* begin *
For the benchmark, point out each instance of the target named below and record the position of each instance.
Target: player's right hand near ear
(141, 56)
* end *
* begin *
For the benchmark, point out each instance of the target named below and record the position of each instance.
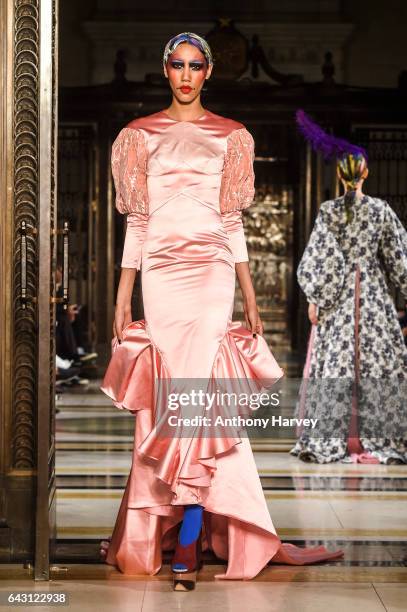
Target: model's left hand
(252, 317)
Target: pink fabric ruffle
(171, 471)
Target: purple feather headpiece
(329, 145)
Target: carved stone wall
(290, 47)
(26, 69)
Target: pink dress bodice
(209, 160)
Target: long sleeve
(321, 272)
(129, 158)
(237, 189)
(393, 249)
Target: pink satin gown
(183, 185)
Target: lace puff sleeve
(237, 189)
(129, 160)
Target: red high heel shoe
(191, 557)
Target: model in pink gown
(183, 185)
* end *
Show every line of the listing above that contains the word "pink".

Target: pink fabric ruffle
Target: pink dress bodice
Target: pink satin gown
Target: model in pink gown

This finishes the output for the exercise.